═════ AUSZUG ═════

Nr. 430 (C. R. – 2082)
Vgl. 428 über den Druck der Verteidigung des Consensus. Antistes Sulzer in Basel war als lutheranisierend bekannt. Den Evangelischen in Locarno hatte ein von der Tagsatzung eingesetztes Schiedsgericht mit katholischer Mehrheit die Wahl gelassen zwischen Rückkehr zum alten Glauben oder Auswanderung innerhalb dreier Monate. Von den evangelischen Ständen rieten Bern, Basel und Schaffhausen, sich dem Spruch zu fügen, Zürich wollte ihn nicht anerkennen.
Nochmals die Schrift gegen Westphal. Die Evangelischen in Locarno.
Euer Rat über meine Schrift hat mir gefallen. Denn durch das Hin- und Herschreiben wäre viel Zeit verloren gegangen, und mache wären wohl, wenn sie noch freie Hand [zu Änderungsvorschlägen] gehabt hätten, gar hartnäckig gewesen, die jetzt hoffentlich mehr Billigkeit und Gefälligkeit zeigen werden. So habe ich denn das Büchlein dem Drucker sofort übergeben. Übrigens, wenn Ihr nicht dafür einsteht, wird diese Beschleunigung der Sache doch jedenfalls Unwillen wachrufen. Setzt Ihr aber Euer Ansehen dafür ein, so wird mir niemand Schwierigkeiten machen. Besonders bei den Brüdern in Bern müsst Ihr Euch ins Mittel legen, wenn Ihr nicht wollt, dass ich dem Geschwätz aller Welt, ja schließlich entrüstetem Schreien und Schimpfen, ausgesetzt werde. Bei den Bündnern, St. Gallern und Schaffhausern werdet Ihr vermutlich nichts zu tun brauchen. Von Sulzer fürchte ich, er werde das Wohlgefallen der Sachsen nicht preisgeben wollen. Doch zwingen andrerseits starke Gründe die Basler Kirche zum Anschluss an uns, wenn sie sich nicht ganz selbst vergisst. Ich habe an alle mit demselben Wortlaut geschrieben und lege Euch eine Kopie davon bei, damit keine Eifersucht entsteht, wenn sie etwa die Briefe einander mitteilen. Ich brauche dich gar nicht zu bitten, dass du die Päcklein jedes an seinen Bestimmungsort gelangen lässest. Denn ich mache dir damit nur eine Mühe, die du selbst begehrtest. Freilich, die Mühlhauser hätten eigentlich den Baslern näher gelegen; aber weil mir die Pfarrer dieser Stadt nicht persönlich bekannt sind, so dachte ich, es könnte gewiss eine von Euch beigegebene Empfehlung von großem Nutzen sein, und wollte dir diese Aufgabe überlassen.

═════

• _ARBEITSAUFTRÄGE_:
1 > Welche evangelischen Stände rieten laut dem Auszug den Evangelischen in Locarno, sich dem Spruch zu fügen?
2 > Geben Sie die Stelle im Auszug von „Nr. 430 (C.“ bis „ihn nicht anerkennen.“ wortgetreu wieder.
3 > Nennen Sie alle Ortsnamen, die in der Vorbemerkung des Auszugs (dem Absatz, der mit „Vgl. 428“ beginnt) vorkommen.

═════ VORLIEGENDE DATEN ═════

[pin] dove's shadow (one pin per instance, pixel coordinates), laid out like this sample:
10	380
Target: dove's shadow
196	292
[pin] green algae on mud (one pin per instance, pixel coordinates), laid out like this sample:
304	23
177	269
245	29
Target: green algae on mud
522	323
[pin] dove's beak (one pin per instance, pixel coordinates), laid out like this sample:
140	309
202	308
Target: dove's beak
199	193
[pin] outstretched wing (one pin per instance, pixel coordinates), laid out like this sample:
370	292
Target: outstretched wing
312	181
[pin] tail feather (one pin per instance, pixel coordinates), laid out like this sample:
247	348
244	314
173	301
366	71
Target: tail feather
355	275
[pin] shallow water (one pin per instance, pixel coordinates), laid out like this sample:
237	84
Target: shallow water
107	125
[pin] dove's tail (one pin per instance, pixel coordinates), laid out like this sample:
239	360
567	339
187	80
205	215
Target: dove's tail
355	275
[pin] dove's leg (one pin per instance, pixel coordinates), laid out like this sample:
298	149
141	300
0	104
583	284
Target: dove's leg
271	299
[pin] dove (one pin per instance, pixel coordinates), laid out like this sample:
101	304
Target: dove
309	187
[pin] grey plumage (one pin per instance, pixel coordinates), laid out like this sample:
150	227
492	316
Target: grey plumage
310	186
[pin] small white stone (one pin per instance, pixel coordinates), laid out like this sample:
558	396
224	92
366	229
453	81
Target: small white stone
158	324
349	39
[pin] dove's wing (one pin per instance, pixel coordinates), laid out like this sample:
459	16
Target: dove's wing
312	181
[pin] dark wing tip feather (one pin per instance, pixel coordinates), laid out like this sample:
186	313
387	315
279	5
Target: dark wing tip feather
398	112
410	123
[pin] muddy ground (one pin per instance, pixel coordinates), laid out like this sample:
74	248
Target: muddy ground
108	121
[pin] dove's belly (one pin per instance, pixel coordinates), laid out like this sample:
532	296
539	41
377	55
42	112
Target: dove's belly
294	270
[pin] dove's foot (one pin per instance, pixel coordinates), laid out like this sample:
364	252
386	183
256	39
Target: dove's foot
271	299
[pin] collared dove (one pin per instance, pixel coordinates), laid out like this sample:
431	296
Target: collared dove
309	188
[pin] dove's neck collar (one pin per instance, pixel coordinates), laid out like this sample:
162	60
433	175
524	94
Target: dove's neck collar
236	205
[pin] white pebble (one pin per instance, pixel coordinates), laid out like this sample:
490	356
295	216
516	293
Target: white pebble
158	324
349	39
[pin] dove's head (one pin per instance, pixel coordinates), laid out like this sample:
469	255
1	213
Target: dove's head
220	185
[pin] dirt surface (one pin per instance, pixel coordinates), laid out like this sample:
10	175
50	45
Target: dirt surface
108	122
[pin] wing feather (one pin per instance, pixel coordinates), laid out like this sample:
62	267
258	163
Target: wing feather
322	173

═════

• _LÖSUNGEN_:
1 > Bern, Basel und Schaffhausen.

2 >
Nr. 430 (C. R. – 2082)
Vgl. 428 über den Druck der Verteidigung des Consensus. Antistes Sulzer in Basel war als lutheranisierend bekannt. Den Evangelischen in Locarno hatte ein von der Tagsatzung eingesetztes Schiedsgericht mit katholischer Mehrheit die Wahl gelassen zwischen Rückkehr zum alten Glauben oder Auswanderung innerhalb dreier Monate. Von den evangelischen Ständen rieten Bern, Basel und Schaffhausen, sich dem Spruch zu fügen, Zürich wollte ihn nicht anerkennen.

3 > Basel, Locarno, Bern, Schaffhausen, Zürich